Data records
========================================
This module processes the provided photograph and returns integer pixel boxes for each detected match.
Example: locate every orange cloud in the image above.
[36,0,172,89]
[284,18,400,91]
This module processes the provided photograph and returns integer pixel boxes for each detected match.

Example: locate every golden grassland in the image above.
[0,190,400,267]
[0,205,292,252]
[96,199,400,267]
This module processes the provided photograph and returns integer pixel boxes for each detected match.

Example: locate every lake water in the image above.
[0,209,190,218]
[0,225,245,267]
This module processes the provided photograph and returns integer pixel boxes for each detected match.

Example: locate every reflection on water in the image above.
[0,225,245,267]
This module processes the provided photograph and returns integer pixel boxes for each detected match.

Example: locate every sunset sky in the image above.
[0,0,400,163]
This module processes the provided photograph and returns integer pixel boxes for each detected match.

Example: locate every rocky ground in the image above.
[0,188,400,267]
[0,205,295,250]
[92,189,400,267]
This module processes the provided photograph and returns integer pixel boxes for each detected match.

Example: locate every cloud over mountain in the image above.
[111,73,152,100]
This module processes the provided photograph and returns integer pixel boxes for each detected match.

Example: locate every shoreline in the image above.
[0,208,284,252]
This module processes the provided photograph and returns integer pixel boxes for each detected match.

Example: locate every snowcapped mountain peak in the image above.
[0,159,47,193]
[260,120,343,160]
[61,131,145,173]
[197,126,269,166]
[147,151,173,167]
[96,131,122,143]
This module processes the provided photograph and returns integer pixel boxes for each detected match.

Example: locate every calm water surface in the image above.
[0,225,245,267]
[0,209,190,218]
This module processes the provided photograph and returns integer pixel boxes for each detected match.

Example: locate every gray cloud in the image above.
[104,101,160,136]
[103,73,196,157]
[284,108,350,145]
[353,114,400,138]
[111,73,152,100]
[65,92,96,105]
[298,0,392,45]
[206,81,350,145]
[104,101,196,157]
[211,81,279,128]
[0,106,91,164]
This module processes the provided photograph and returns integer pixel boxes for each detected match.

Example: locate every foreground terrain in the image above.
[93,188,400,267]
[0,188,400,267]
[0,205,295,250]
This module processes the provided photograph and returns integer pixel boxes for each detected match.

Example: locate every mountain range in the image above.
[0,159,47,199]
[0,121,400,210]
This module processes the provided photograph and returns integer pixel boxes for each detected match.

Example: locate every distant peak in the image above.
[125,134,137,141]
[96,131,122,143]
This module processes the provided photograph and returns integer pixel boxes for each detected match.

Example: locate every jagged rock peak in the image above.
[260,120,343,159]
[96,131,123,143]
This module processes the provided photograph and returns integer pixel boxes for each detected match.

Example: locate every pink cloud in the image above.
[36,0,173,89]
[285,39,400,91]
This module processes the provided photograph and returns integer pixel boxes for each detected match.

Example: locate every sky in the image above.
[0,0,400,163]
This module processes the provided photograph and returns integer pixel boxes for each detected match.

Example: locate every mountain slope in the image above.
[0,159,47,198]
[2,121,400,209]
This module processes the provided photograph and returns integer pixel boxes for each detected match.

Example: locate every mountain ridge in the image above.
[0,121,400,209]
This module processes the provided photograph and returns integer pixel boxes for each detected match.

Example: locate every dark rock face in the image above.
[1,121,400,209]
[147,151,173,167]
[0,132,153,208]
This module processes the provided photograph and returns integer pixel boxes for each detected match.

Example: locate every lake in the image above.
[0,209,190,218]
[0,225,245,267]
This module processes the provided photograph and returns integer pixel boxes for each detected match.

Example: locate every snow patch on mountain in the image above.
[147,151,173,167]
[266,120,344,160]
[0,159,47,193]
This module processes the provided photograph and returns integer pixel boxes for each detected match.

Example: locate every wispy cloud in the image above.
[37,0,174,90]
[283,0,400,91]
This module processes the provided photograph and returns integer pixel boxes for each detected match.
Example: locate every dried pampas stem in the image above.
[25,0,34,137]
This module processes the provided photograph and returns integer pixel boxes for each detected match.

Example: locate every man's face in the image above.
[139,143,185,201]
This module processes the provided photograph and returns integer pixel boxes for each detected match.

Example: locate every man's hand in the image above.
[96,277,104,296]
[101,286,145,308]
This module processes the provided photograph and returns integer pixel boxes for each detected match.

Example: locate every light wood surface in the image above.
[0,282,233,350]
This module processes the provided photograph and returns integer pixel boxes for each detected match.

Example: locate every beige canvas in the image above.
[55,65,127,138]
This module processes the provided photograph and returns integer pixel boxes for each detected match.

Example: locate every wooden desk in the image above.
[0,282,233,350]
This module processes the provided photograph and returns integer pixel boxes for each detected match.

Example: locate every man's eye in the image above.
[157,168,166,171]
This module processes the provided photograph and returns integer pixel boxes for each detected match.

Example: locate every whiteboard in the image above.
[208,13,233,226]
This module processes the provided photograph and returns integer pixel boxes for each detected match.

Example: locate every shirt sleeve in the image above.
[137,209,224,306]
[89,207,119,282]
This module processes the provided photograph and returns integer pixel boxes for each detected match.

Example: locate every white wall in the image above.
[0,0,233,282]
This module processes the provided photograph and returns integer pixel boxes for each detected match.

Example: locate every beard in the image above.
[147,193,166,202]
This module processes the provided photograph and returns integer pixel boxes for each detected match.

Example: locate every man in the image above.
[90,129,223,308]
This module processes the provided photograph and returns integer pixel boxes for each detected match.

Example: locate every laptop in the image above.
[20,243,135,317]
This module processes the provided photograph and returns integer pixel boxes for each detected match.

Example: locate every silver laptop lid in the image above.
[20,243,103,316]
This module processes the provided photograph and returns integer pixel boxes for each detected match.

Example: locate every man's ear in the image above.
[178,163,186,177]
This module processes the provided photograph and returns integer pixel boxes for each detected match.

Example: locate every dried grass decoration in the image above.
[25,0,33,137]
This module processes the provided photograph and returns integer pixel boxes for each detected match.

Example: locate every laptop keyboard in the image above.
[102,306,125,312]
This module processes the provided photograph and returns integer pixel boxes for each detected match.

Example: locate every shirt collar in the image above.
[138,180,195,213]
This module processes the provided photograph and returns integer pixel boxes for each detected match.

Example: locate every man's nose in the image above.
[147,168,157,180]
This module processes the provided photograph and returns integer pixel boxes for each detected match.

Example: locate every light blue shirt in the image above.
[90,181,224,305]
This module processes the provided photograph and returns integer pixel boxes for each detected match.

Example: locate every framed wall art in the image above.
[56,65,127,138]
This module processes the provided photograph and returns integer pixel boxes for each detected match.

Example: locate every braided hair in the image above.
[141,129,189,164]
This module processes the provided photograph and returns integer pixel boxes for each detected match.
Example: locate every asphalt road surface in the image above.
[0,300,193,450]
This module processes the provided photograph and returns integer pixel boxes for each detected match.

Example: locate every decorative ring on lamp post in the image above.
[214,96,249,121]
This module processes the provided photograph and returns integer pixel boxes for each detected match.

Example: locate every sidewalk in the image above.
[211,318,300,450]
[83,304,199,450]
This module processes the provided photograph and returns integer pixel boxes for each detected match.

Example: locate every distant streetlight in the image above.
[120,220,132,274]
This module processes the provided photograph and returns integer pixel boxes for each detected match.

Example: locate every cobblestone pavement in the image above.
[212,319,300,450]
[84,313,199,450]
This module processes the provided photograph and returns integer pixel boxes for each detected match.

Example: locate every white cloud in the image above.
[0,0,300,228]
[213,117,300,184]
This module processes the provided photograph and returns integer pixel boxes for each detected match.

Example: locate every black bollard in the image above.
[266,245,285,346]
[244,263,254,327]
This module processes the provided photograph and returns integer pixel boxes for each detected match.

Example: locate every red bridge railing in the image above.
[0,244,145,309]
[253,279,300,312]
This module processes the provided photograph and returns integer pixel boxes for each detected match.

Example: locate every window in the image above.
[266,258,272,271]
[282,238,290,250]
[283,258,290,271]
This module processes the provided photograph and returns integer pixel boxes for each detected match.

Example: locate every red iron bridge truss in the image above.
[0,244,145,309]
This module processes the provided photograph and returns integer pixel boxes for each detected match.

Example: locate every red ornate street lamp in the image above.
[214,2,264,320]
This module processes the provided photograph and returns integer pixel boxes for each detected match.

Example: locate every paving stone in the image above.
========================================
Render the lines as a Markdown table with the columns Row and Line, beginning with the first line and going on through the line containing "[96,199,400,267]". Number each row and leave out blank lines.

Result below
| Row | Line |
|---|---|
| 1 | This module processes the provided photograph and returns integer pixel boxes for each detected match. |
| 2 | Example: locate every orange cloud in the image above. |
| 3 | [36,0,172,89] |
| 4 | [284,18,400,91] |
| 5 | This module processes the provided photograph and returns integer pixel boxes for each detected match. |
| 6 | Example: locate every golden grassland in the image above. |
| 7 | [0,190,400,267] |
| 8 | [0,205,292,252] |
| 9 | [96,199,400,267] |